--- AUFGABE ---
Ordne die Zeilen unten von der Zeile mit „pink shirt in“ bis einschließlich der Zeile mit „[1236,567,1278,617]“ als JSON-Liste von Zeichenketten an, eine Zeichenkette pro Zeile und ohne Leerzeilen. Nimm nur diese Zeilen auf.

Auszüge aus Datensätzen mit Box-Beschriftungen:
####

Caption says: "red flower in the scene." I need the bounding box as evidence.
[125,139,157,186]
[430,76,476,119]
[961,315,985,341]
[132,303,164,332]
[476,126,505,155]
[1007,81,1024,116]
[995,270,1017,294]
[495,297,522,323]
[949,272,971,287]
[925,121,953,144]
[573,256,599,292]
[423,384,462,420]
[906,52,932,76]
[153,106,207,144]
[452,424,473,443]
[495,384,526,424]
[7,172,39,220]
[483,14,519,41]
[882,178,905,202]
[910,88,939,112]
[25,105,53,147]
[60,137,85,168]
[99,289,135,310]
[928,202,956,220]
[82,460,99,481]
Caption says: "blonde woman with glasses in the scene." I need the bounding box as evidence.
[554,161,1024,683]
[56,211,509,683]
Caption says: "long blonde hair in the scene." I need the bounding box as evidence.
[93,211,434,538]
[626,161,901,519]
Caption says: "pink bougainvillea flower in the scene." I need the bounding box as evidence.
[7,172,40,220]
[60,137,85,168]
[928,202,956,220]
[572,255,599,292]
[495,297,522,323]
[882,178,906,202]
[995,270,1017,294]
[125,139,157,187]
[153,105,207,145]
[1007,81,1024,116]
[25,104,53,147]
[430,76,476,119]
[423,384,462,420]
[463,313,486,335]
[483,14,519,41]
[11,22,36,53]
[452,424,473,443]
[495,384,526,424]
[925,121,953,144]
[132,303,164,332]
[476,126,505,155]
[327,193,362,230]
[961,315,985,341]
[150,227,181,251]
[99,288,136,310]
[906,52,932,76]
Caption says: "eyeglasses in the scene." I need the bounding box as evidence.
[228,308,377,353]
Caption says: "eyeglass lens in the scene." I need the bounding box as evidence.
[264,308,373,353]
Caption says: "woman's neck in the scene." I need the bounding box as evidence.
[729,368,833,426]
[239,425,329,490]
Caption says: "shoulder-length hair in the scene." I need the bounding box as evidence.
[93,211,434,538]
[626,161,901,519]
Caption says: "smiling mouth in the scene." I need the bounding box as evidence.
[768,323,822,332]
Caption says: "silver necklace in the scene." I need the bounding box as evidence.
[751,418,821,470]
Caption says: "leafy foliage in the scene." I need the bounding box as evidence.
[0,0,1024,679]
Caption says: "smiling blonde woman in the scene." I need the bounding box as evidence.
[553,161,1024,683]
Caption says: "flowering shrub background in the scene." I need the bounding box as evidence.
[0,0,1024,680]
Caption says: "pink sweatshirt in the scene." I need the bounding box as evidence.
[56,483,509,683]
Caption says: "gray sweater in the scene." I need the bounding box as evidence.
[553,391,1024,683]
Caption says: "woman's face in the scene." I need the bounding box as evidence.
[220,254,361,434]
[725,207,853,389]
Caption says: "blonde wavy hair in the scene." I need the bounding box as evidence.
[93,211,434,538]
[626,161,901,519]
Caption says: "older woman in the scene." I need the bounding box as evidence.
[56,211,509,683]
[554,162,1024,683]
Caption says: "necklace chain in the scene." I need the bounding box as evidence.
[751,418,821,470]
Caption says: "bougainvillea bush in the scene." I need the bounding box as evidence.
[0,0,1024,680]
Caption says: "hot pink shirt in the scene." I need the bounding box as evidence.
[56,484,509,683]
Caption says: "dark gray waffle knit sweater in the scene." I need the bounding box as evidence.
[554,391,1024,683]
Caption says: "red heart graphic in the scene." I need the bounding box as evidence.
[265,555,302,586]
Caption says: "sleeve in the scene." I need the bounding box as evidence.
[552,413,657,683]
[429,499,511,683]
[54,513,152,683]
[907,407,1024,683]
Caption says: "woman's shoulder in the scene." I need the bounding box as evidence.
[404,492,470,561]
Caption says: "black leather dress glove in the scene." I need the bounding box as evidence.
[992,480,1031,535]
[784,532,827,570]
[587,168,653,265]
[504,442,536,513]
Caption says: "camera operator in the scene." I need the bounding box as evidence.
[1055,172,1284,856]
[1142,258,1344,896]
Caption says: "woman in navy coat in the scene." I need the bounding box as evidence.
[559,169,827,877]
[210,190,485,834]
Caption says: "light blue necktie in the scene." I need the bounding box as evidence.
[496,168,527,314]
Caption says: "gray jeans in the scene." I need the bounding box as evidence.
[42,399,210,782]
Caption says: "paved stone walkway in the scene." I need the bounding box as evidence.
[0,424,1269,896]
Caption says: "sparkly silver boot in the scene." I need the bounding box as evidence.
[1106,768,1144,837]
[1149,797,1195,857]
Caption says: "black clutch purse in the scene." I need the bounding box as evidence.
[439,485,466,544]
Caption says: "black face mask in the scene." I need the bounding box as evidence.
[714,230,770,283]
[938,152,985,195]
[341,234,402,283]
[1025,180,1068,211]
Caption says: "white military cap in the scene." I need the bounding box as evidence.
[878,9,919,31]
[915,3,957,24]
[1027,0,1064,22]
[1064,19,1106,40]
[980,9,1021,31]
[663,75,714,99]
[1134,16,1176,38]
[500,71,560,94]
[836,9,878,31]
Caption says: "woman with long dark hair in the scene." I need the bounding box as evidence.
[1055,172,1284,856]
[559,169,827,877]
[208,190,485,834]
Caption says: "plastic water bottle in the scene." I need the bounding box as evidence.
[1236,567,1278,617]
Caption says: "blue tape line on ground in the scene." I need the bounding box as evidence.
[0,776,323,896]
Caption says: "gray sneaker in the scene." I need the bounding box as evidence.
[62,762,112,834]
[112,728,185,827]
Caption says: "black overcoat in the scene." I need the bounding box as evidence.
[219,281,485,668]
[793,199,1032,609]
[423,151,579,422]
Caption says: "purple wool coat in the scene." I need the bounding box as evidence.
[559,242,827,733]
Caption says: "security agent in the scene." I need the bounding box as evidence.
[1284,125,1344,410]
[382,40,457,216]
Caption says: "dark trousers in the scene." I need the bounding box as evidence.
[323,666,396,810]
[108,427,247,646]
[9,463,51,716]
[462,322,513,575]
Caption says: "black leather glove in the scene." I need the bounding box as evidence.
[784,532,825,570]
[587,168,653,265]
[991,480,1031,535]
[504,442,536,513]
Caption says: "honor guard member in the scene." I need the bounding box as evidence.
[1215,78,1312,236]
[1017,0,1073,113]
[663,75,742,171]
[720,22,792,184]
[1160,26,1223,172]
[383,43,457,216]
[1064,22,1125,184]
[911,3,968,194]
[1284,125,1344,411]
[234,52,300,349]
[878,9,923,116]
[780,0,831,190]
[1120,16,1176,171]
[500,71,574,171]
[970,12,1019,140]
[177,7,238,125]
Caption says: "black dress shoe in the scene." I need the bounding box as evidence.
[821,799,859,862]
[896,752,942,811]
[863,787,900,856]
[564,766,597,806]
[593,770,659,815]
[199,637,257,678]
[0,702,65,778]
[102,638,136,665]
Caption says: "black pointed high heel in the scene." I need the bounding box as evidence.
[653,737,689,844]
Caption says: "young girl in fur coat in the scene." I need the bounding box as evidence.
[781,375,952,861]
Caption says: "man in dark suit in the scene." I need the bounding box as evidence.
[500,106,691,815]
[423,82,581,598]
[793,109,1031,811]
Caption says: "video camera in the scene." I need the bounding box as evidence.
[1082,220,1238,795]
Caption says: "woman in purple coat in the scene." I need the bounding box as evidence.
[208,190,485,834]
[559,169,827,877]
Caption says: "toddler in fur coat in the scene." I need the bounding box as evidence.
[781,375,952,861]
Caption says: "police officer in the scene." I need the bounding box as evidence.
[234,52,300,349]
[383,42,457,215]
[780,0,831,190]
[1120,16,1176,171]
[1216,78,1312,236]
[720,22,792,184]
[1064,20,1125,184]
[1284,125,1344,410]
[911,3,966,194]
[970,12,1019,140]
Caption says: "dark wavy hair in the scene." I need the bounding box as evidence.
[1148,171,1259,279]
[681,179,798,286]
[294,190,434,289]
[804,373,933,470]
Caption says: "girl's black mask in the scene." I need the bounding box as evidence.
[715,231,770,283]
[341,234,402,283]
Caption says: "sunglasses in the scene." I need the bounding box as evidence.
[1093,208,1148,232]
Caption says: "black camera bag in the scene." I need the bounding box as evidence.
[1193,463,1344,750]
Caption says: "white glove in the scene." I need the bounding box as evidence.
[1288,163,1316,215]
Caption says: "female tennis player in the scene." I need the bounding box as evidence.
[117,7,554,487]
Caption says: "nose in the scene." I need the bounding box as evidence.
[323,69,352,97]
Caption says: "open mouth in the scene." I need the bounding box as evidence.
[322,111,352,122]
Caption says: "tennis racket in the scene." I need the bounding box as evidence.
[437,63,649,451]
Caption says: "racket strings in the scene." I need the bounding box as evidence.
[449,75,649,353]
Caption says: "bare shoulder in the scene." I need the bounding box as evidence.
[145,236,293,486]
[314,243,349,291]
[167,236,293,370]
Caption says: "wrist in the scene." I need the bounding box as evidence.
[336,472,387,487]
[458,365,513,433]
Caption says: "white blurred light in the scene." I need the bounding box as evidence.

####

--- LÖSUNG ---
[
  "Caption says: \"hot pink shirt in the scene.\" I need the bounding box as evidence.",
  "[56,484,509,683]",
  "Caption says: \"dark gray waffle knit sweater in the scene.\" I need the bounding box as evidence.",
  "[554,391,1024,683]",
  "Caption says: \"red heart graphic in the scene.\" I need the bounding box as evidence.",
  "[265,555,302,586]",
  "Caption says: \"sleeve in the scene.\" I need the bounding box as evidence.",
  "[552,413,657,683]",
  "[429,499,511,683]",
  "[54,513,152,683]",
  "[907,407,1024,683]",
  "Caption says: \"woman's shoulder in the scene.\" I need the bounding box as evidence.",
  "[404,492,470,561]",
  "Caption says: \"black leather dress glove in the scene.\" I need the bounding box as evidence.",
  "[992,480,1031,535]",
  "[784,532,827,570]",
  "[587,168,653,265]",
  "[504,442,536,513]",
  "Caption says: \"camera operator in the scene.\" I need the bounding box as evidence.",
  "[1055,172,1284,856]",
  "[1142,258,1344,896]",
  "Caption says: \"woman in navy coat in the scene.\" I need the bounding box as evidence.",
  "[559,169,827,877]",
  "[210,190,485,834]",
  "Caption says: \"light blue necktie in the scene.\" I need the bounding box as evidence.",
  "[496,168,527,314]",
  "Caption says: \"gray jeans in the scene.\" I need the bounding box as evidence.",
  "[42,399,210,782]",
  "Caption says: \"paved stone walkway in the scene.\" I need the bounding box as evidence.",
  "[0,424,1269,896]",
  "Caption says: \"sparkly silver boot in the scene.\" I need the bounding box as evidence.",
  "[1106,768,1144,837]",
  "[1149,797,1195,857]",
  "Caption says: \"black clutch purse in the scene.\" I need the bounding box as evidence.",
  "[439,485,466,544]",
  "Caption says: \"black face mask in the scene.\" I need the bounding box as evidence.",
  "[714,230,770,283]",
  "[938,152,985,195]",
  "[341,234,402,283]",
  "[1025,180,1068,211]",
  "Caption says: \"white military cap in the scene.\" I need the bounding box as evidence.",
  "[878,9,919,31]",
  "[915,3,957,24]",
  "[1027,0,1064,22]",
  "[1064,19,1106,40]",
  "[980,9,1021,31]",
  "[663,75,714,99]",
  "[1134,16,1176,38]",
  "[500,71,560,94]",
  "[836,9,878,31]",
  "Caption says: \"woman with long dark hair in the scene.\" I need the bounding box as evidence.",
  "[1055,172,1284,856]",
  "[559,169,827,877]",
  "[208,190,485,834]",
  "Caption says: \"plastic water bottle in the scene.\" I need the bounding box as evidence.",
  "[1236,567,1278,617]"
]